[Saved data entries]
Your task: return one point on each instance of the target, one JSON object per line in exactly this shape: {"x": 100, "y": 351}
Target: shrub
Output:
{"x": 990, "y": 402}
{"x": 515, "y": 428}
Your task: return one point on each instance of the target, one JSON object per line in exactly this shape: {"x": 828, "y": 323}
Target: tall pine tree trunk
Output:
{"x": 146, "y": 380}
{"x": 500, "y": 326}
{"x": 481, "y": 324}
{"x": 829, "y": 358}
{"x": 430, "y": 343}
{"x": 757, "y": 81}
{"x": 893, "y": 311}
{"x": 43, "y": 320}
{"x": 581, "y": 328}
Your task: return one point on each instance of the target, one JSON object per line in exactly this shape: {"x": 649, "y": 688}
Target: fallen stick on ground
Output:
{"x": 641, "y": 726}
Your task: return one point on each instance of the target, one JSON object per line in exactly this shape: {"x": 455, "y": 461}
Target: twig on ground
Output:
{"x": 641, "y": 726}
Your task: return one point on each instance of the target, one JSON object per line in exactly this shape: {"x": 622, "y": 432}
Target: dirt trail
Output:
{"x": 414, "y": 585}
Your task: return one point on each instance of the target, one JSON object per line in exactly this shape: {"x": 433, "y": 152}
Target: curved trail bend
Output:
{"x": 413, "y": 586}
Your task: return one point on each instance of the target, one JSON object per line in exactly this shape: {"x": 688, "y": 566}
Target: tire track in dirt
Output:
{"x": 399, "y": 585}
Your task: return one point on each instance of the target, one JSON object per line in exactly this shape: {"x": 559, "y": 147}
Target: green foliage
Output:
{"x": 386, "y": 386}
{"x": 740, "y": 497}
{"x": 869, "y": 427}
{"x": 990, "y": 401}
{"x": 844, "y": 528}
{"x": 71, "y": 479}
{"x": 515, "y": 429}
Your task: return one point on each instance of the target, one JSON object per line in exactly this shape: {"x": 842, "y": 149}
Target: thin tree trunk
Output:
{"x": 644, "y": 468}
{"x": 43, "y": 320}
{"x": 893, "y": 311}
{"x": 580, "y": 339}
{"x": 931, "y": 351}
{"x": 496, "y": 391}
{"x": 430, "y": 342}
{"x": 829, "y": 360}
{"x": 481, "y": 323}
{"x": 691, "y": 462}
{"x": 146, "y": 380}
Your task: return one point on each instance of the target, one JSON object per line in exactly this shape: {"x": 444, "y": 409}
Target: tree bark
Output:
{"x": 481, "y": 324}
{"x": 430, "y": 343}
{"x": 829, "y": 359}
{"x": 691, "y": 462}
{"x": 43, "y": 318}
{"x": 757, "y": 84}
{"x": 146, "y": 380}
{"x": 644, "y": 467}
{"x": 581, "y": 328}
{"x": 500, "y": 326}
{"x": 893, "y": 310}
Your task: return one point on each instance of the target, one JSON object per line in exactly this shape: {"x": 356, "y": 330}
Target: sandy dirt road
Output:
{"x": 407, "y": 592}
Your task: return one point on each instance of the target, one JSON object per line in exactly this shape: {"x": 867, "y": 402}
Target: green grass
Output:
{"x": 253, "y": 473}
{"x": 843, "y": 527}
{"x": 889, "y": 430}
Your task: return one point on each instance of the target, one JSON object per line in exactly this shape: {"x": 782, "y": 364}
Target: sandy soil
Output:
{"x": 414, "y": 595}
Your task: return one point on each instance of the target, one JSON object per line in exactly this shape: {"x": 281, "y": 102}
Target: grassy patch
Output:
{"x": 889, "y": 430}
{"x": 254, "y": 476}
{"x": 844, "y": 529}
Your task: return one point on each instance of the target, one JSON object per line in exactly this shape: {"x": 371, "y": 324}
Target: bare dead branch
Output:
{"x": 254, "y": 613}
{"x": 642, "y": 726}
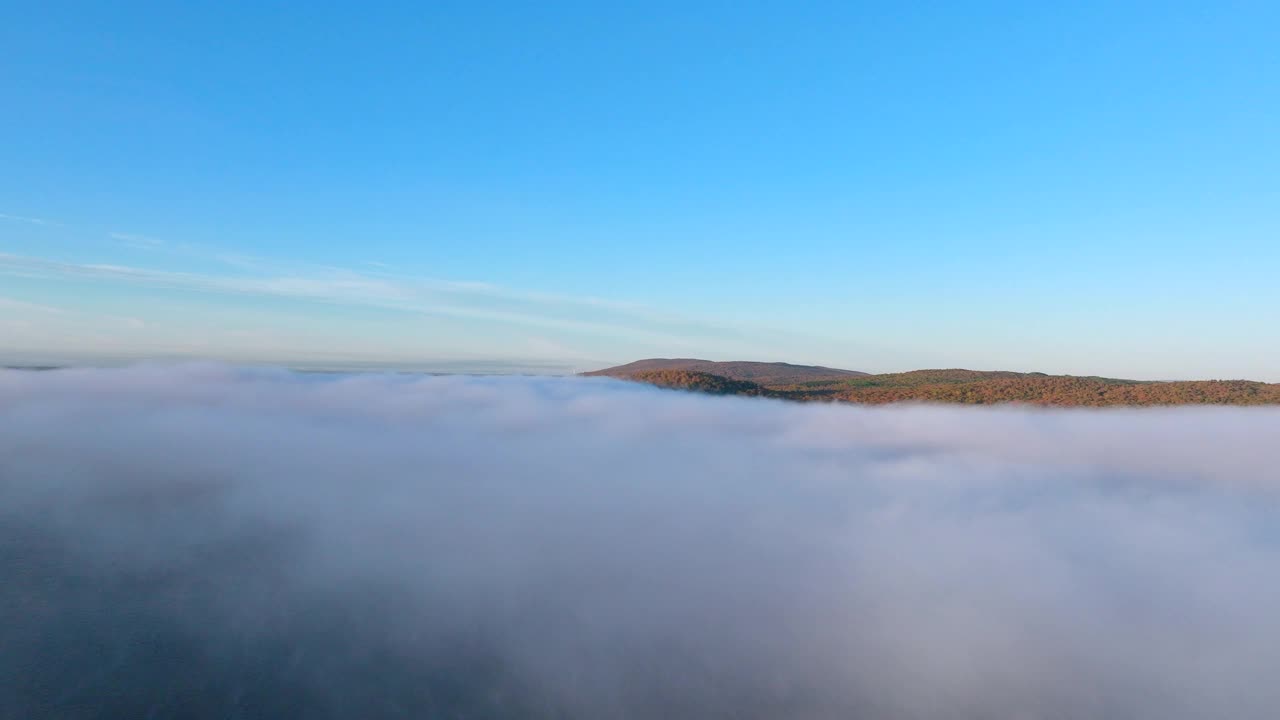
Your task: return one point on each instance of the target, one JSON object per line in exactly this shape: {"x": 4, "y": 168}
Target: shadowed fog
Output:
{"x": 205, "y": 542}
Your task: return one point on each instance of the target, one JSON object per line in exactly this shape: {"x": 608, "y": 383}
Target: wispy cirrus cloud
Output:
{"x": 465, "y": 300}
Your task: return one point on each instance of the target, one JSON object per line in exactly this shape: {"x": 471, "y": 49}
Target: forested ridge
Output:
{"x": 967, "y": 387}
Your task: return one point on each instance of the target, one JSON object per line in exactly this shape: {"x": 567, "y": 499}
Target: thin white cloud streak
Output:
{"x": 197, "y": 540}
{"x": 432, "y": 297}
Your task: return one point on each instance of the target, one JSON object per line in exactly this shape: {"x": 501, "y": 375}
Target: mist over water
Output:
{"x": 210, "y": 542}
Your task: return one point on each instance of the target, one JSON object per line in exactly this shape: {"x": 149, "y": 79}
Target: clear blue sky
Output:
{"x": 1080, "y": 187}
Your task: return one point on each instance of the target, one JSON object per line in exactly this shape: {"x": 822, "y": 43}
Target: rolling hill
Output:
{"x": 760, "y": 373}
{"x": 951, "y": 386}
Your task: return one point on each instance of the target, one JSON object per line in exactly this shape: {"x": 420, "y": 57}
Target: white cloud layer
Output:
{"x": 202, "y": 541}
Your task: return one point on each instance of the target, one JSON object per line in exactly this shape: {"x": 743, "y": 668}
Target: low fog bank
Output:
{"x": 208, "y": 542}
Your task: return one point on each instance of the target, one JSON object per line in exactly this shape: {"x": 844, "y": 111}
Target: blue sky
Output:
{"x": 1088, "y": 188}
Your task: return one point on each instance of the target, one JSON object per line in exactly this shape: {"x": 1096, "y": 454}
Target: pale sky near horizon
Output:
{"x": 1087, "y": 188}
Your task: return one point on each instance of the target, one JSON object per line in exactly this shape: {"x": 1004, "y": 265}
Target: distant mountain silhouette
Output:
{"x": 952, "y": 386}
{"x": 758, "y": 373}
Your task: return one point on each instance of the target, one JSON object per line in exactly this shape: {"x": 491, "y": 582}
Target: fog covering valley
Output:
{"x": 204, "y": 541}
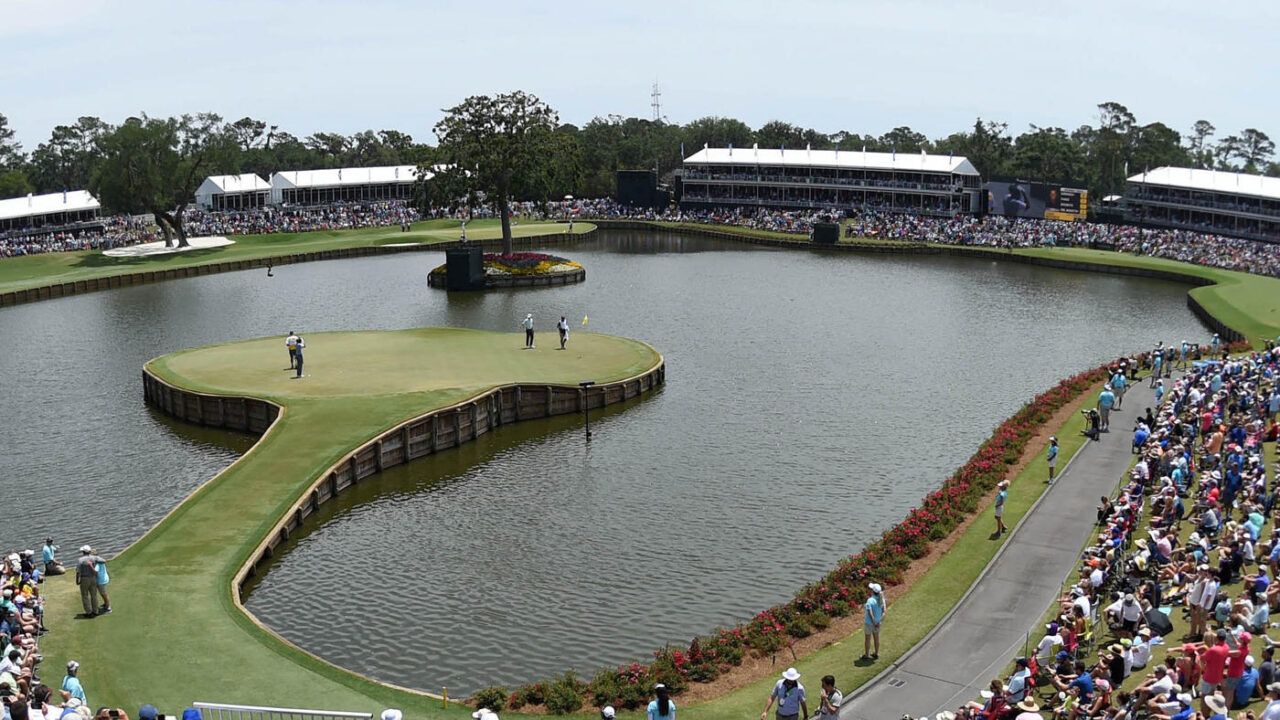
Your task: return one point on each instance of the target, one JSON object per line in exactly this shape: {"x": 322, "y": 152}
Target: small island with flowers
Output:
{"x": 519, "y": 269}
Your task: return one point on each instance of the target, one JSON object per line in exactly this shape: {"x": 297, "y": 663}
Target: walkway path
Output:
{"x": 988, "y": 627}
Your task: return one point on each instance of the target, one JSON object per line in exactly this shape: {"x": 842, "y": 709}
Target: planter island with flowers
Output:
{"x": 519, "y": 269}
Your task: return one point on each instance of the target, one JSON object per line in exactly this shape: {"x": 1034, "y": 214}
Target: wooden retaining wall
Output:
{"x": 420, "y": 437}
{"x": 908, "y": 247}
{"x": 76, "y": 287}
{"x": 440, "y": 281}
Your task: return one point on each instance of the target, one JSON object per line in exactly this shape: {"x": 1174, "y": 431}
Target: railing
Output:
{"x": 218, "y": 711}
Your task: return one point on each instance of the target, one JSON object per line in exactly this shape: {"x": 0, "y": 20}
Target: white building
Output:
{"x": 1215, "y": 201}
{"x": 840, "y": 180}
{"x": 44, "y": 213}
{"x": 344, "y": 185}
{"x": 233, "y": 192}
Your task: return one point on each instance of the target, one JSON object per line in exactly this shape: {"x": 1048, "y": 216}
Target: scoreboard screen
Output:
{"x": 1020, "y": 197}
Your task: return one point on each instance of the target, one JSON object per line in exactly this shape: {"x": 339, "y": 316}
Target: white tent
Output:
{"x": 245, "y": 190}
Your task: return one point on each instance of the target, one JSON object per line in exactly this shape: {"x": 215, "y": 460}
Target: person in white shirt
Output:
{"x": 1045, "y": 651}
{"x": 1141, "y": 652}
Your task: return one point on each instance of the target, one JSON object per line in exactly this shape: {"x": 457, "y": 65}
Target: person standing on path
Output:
{"x": 873, "y": 614}
{"x": 828, "y": 705}
{"x": 86, "y": 577}
{"x": 662, "y": 707}
{"x": 1120, "y": 383}
{"x": 790, "y": 695}
{"x": 1000, "y": 507}
{"x": 292, "y": 345}
{"x": 1106, "y": 401}
{"x": 297, "y": 356}
{"x": 529, "y": 331}
{"x": 103, "y": 579}
{"x": 1052, "y": 458}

▸ Your task: For the word "person", show every line of the entries that holds it.

▸ Solved exercise:
Target: person in white shirt
Target: person standing on path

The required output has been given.